- _Stated exercise_: Each line below should be reproduced without any alteration.

** Start Material **

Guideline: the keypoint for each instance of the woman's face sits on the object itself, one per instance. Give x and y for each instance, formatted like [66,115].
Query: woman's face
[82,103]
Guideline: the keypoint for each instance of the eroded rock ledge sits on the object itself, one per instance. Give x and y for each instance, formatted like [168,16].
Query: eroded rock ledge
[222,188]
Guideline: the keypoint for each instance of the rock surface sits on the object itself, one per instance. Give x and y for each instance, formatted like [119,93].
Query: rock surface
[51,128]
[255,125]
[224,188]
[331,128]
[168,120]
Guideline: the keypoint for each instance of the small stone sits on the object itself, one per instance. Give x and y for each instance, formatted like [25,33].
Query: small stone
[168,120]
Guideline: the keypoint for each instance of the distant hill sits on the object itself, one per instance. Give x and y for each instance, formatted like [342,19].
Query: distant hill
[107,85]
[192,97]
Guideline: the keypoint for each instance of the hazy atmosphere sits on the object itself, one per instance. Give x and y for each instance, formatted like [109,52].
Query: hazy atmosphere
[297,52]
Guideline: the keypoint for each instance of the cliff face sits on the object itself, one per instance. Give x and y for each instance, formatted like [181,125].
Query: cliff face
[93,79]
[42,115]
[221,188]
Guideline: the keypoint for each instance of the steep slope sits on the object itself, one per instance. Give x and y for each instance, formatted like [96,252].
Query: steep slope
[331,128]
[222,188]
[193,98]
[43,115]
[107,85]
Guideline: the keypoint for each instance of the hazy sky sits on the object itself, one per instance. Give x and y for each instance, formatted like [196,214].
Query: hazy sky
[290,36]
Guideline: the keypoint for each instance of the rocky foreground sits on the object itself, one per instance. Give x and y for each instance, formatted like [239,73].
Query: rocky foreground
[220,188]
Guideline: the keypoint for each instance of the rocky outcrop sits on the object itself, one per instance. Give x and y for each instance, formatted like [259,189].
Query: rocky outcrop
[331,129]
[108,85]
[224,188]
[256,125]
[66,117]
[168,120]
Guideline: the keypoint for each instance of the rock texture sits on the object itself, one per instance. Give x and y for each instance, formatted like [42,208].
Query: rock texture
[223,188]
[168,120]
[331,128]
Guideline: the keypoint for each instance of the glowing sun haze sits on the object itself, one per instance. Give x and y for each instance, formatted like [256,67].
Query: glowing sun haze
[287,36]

** End Material **

- _Task solution_:
Guideline: the keypoint for each instance of the woman's face sits on the object itself, one per instance. Give x and y for each instance, formatted like [66,115].
Query: woman's face
[82,103]
Guideline: the keypoint for each instance of the eroded rock ledge sits on the object itself, one per instance. Give x and y for each instance, formatted like [168,16].
Query: eroded rock ledge
[222,188]
Guideline: the keypoint for each instance of the rock surface sits on the object itself, one per instance. Give x and y for each instance, formatted like [119,93].
Query: rock surface
[51,128]
[255,125]
[224,188]
[331,128]
[168,120]
Guideline: the keypoint for each instance of the small stone sits on the object itself, one per instance. Give x and y for each instance, formatted like [25,33].
Query: small stone
[168,120]
Guideline: the keypoint for each instance of the distant hill sits on the object itself, one per instance. Give x and y for each instance, formatted like [342,19].
Query: distant hill
[107,85]
[192,97]
Guideline: the keypoint for each instance of the hazy atmosphere sits on the object itself, one per instance. Give x and y for each instance, formatted like [109,52].
Query: hazy atmosphere
[297,52]
Guideline: the keypoint for each instance of the cliff face sits on the object itself, one per instance. Give x and y for each instance, formatted like [181,125].
Query: cliff face
[93,79]
[42,115]
[221,188]
Guideline: the keypoint for each instance of the steep slope sits on the object itself, one per instance. Give x and y for each instance, formatted like [96,252].
Query: steep slope
[331,128]
[222,188]
[193,98]
[43,115]
[107,85]
Guideline: the keypoint for each instance of the hazy sky sits on the object itself, one per instance. Give x and y for each instance, formatted like [196,214].
Query: hazy sky
[290,36]
Guideline: the keypoint for each instance of the rocky foreground sits on the object itself, one per instance. Give x and y for each instance, formatted like [239,73].
Query: rocky foreground
[220,188]
Guideline: the keypoint for each instance of the rocky outcrop sits on the object itself, one per instance. Give x and y for each instance, formatted like [259,189].
Query: rocky outcrop
[331,129]
[108,85]
[224,188]
[256,125]
[66,117]
[168,120]
Guideline: the keypoint for each instance of the rock texture sits on the object itself, one per instance. Give x and y for each instance, formatted like [42,208].
Query: rock texture
[223,188]
[168,120]
[331,128]
Guideline: the keypoint for each instance of the glowing sun haze sits on the object itself, one per instance. Give x and y for each instance, formatted like [256,67].
Query: glowing sun haze
[287,36]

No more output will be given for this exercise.